Monday, September 23, 2019

Dissolution and Liquidation Under the New Commercial Companies Law

The recently issued Commercial Companies Law (Royal Decree No. 18/2019), introduced in our previous post, has implemented several changes that modernize and increase the efficiency of commercial company practice in Oman. Among these, we will review some notable changes to the regime governing the dissolution and liquidation of commercial companies.

Generally, the new provisions regarding liquidation are more elaborate and detailed in setting out the liquidation process and the responsibilities of the parties involved, resulting in a clear and more organized procedure. They also establish new or more stringent deadlines to expedite the liquidation process. Below, we set out the key changes as introduced in Section 3 of the Commercial Companies Law.

Reasons for Dissolution

The list of reasons for the dissolution of a company has expanded. The failure of a company to conduct business from the date of its incorporation or a halt in its operations and business for more than two years are now valid reasons for dissolution. Moreover, the reduction of the company’s share capital beyond a stipulated minimum limit, with no possibility of increasing it within a specified period, can also justify dissolution.

Under the previous Commercial Companies Law (Royal Decree No. 4/1974), transfer of all shares in the capital of the company to one partner was a reason for dissolution. As the new Commercial Companies Law introduced the Sole Shareholder Company, this was changed to “the transfer of all shares to a number of partners or shareholders below the stipulated limit” and remains applicable only to Joint Stock Companies, which still require at least three shareholders.

Liquidators and Liquidator Responsibilities 

A noteworthy change is that liquidators must be licensed accountants and auditors, accredited by the competent authorities. This excludes lawyers from acting as liquidators, and reflects the nature of the liquidation process and the necessity of involving accountants in the process.

The new law now also requires liquidators to prepare financial statements of the company, in addition to the inventory of the company’s assets and liabilities.

☆ ☆ ☆ ☆

Stated goal
Answer these questions from the article:
(a) Under which Royal Decree was the new Commercial Companies Law issued?
(b) How long must a company's operations and business halt to be a valid reason for dissolution?
(c) What must liquidators now be?
The items that come next are independent of the article.

☆ ☆ ☆ ☆

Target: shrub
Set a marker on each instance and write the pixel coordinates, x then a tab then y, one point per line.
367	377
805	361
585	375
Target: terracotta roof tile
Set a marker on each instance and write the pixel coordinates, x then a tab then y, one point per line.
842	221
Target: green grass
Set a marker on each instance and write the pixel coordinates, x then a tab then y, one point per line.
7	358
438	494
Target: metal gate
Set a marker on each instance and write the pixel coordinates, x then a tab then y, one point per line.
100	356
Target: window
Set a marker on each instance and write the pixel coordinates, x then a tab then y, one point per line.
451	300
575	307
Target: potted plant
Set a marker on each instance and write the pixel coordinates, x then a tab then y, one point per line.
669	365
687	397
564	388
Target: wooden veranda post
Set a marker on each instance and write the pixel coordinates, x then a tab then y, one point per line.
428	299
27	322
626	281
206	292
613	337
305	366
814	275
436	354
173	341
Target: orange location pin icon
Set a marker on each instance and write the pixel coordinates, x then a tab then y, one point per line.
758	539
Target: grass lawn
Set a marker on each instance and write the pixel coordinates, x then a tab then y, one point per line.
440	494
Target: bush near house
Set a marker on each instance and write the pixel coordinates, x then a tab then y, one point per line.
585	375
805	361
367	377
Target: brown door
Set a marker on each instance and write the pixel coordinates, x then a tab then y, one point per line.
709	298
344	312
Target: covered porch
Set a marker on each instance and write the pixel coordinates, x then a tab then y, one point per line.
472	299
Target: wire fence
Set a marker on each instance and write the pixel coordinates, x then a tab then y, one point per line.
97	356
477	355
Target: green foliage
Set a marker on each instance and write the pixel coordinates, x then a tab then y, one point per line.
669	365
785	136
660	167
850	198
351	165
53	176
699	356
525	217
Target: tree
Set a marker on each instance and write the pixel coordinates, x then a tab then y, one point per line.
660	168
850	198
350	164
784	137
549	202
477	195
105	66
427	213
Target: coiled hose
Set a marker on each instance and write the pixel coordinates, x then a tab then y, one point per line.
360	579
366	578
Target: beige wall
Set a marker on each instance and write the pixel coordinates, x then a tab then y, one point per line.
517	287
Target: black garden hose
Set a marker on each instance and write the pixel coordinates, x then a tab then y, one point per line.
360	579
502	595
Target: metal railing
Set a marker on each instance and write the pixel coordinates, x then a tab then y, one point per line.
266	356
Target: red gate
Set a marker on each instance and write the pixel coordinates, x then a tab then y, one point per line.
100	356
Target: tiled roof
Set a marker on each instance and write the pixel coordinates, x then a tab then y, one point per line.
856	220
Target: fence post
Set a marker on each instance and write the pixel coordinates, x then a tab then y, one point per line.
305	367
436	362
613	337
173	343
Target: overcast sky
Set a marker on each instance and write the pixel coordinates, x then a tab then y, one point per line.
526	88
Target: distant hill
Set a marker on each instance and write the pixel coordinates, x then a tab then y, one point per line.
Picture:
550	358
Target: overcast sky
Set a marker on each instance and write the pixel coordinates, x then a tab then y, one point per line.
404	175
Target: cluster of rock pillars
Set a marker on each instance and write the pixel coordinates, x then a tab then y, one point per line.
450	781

☆ ☆ ☆ ☆

Final result
(a) Royal Decree No. 18/2019
(b) More than two years
(c) Licensed accountants and auditors, accredited by the competent authorities